(Given instruction A) According to the project instructions, what is the default value of the --skip_batch argument?

--- Supplied passage ---

Create a data/ directory in the project root.

Download the datasets and extract them into the corresponding dataset folders under data/.

sh core50.sh

⚑ Quick Start

Basic Usage

To run a standard experiment, use the scripts provided in experiments/:

# Run Clear10 experiment
sh experiments/clear10.sh

# Run Clear100 experiment
sh experiments/clear100.sh

# Run Core50 experiment
sh experiments/core50.sh

# Run Stream-51 experiment
sh experiments/stream51.sh

Custom Configuration

You can customize the training by modifying the arguments in run.py. Key arguments include:

  • --selection_method: Strategy for coreset selection (e.g., StreamFP, Camel, Random).
  • --update_method: Strategy for buffer update (e.g., StreamFP, ER, GSS).
  • --skip_batch: Enable batch skipping for high-speed streams (default: 1).
    • 0: no skipping (process every batch)

--- Data to process ---

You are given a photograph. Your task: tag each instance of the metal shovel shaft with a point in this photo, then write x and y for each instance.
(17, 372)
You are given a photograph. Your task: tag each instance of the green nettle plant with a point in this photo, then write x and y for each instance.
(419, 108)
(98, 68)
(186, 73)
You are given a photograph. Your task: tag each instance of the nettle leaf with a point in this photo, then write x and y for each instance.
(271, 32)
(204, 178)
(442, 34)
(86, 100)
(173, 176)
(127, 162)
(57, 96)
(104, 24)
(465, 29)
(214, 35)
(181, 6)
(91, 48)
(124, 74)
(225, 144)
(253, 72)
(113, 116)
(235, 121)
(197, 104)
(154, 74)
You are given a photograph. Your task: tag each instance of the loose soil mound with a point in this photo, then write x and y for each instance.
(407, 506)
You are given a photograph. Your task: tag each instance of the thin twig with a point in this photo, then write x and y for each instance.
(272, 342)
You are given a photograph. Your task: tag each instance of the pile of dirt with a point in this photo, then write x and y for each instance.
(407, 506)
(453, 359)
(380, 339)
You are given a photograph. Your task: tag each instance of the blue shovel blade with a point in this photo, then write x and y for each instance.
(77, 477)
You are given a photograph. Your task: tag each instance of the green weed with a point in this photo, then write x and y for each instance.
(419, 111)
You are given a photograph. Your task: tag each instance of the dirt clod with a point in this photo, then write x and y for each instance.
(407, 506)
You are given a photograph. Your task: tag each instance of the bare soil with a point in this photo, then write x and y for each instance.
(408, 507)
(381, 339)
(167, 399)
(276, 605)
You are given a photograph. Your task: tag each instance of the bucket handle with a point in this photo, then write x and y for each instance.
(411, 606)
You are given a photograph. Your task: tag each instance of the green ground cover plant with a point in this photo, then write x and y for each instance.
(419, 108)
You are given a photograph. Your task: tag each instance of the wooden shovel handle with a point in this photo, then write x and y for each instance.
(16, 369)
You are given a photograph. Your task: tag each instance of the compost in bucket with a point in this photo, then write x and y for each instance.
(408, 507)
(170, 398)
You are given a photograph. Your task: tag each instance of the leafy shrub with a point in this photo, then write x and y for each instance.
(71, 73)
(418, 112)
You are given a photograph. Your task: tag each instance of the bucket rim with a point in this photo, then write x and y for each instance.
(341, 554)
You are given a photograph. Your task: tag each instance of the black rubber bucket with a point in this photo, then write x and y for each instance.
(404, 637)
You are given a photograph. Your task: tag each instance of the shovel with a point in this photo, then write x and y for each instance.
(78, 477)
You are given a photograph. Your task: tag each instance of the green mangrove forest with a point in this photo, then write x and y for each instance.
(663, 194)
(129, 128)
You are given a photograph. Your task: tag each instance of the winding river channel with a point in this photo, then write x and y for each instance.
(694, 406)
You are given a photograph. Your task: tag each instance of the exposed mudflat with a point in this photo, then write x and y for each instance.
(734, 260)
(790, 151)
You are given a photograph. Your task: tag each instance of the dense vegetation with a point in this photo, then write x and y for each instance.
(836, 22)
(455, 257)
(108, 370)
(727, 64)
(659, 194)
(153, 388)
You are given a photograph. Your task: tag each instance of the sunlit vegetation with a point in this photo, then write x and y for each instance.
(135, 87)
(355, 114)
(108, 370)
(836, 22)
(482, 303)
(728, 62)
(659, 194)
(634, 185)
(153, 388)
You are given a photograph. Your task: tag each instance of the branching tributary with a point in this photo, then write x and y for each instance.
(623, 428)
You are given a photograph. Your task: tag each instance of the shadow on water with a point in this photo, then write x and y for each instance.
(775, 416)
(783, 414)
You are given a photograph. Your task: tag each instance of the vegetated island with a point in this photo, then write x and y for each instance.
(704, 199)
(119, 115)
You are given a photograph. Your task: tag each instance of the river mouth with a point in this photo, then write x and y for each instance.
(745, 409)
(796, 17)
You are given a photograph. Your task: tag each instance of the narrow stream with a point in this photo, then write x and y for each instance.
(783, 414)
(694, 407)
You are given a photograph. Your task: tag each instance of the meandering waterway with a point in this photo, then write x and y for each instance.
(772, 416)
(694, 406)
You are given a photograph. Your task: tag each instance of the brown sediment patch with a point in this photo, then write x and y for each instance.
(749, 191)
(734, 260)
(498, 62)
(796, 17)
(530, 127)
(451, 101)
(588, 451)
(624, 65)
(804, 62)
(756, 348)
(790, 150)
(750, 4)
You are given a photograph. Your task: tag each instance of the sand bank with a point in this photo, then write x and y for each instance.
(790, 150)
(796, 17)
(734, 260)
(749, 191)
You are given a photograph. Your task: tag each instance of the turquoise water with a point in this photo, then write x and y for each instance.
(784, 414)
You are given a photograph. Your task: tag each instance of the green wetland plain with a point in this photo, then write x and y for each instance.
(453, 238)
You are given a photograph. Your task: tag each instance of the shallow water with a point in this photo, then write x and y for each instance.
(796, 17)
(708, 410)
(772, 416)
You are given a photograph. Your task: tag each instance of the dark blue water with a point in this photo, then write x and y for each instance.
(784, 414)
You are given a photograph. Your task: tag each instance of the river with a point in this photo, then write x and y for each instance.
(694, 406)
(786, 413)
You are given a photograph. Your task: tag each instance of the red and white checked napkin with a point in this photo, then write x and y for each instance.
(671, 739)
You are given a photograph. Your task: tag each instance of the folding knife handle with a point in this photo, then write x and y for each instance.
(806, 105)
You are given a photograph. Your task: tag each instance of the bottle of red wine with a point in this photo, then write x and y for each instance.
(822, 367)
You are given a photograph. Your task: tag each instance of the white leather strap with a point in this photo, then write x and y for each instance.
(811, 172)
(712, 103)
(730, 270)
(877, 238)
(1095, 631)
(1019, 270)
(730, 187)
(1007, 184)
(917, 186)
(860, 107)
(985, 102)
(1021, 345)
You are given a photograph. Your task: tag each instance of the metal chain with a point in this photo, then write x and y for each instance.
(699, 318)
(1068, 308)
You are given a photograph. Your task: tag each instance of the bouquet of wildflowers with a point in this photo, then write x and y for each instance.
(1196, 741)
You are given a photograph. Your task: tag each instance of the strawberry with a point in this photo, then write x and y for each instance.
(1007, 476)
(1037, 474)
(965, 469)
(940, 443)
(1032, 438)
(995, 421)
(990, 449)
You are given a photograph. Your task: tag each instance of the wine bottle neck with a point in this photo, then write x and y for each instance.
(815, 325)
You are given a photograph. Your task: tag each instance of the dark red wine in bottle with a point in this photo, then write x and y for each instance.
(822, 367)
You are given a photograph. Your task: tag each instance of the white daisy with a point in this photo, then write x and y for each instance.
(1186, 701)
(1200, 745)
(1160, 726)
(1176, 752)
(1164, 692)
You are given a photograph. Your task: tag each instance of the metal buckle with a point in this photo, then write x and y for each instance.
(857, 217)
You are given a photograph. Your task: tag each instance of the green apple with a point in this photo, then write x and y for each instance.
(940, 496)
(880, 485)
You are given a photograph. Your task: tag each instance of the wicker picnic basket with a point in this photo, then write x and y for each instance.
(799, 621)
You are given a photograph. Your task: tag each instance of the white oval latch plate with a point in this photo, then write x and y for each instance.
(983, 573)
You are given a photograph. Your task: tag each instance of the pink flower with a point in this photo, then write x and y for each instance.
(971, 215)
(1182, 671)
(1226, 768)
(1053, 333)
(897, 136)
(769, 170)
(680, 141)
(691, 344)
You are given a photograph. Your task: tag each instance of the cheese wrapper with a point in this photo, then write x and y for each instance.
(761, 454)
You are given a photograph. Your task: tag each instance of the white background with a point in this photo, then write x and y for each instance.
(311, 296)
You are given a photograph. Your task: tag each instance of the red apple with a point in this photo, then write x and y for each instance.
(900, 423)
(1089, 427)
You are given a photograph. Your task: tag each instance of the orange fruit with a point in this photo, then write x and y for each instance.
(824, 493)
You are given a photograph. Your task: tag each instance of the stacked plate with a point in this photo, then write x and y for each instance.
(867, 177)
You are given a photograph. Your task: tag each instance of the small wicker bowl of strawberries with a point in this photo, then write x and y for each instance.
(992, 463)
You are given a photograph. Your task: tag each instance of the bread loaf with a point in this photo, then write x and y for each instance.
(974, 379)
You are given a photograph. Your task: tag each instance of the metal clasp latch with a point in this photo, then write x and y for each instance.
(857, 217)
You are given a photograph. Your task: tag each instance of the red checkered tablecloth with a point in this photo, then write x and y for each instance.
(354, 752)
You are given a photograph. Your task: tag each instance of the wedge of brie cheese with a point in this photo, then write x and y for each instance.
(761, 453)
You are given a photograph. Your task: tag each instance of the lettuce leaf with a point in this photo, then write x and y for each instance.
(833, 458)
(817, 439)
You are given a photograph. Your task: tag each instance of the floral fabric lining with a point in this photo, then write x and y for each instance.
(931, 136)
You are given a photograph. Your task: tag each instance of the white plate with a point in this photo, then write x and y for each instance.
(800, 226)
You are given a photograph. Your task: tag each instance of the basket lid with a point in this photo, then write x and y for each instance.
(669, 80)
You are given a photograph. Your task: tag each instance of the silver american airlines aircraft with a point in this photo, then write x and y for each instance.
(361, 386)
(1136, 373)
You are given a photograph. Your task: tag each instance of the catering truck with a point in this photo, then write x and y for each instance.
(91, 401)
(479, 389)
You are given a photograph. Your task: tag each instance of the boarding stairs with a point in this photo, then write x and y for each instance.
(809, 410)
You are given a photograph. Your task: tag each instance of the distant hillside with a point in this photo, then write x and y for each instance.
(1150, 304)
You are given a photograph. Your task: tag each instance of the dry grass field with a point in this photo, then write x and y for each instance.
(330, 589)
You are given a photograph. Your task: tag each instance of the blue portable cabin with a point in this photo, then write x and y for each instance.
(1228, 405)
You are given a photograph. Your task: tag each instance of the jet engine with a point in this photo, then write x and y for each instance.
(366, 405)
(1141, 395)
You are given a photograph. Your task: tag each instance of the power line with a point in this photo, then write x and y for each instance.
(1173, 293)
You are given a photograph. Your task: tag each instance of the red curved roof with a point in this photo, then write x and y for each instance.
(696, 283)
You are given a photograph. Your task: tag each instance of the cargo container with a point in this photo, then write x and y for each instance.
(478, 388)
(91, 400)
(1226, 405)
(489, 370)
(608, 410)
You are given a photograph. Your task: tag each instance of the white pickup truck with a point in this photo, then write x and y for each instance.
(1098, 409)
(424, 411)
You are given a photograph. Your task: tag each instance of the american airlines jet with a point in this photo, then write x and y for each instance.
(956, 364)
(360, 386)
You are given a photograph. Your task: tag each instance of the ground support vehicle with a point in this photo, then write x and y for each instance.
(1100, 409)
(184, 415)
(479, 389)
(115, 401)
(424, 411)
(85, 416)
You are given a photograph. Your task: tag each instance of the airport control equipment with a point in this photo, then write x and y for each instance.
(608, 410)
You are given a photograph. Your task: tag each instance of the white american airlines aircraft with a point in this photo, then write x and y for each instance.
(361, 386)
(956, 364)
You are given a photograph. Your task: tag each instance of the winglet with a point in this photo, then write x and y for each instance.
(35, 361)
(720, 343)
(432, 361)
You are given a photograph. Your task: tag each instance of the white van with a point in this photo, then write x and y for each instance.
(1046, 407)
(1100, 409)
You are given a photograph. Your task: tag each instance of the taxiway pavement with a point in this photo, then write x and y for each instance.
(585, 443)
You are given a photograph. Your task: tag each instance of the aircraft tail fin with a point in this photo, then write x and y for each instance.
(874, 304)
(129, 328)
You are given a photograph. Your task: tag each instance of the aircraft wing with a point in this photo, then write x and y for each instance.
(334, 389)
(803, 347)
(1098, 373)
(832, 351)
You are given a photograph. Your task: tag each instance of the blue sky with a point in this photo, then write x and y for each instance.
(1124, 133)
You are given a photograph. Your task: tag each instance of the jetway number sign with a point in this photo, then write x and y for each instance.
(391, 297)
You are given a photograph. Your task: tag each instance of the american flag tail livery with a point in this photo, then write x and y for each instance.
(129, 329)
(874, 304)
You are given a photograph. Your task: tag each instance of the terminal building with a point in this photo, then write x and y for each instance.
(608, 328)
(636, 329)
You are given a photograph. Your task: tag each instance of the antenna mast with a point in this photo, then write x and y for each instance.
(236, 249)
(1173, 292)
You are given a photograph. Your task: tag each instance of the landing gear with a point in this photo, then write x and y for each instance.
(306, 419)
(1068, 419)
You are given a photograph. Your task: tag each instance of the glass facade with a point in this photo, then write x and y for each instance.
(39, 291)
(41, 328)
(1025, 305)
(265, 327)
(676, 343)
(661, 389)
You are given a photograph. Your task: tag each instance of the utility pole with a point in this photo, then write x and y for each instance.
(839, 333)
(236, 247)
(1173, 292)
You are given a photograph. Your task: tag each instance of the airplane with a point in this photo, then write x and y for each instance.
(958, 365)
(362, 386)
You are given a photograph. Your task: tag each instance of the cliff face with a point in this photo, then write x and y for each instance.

---

(Given instruction B) Rewrite the stretch of entries from the line containing "of the utility" through the end of the entries, both ends included. Keep every line, including the requests, and multiply each point coordinate in the answers by 1.35, rounding to whole numbers with halves rounded up.

(Correct output A) 1

(Correct output B)
You are given a photograph. Your task: tag each instance of the utility pole with a point in this photo, then write x and y for each instance.
(1133, 450)
(319, 333)
(1584, 394)
You are given a photograph. Your task: tag each instance of the airplane with a point in this photo, then write x and y for each instance.
(1293, 493)
(489, 521)
You are given a photograph. Your task: tag each instance of the cliff face with a point in this photo, then write x and y for each instance.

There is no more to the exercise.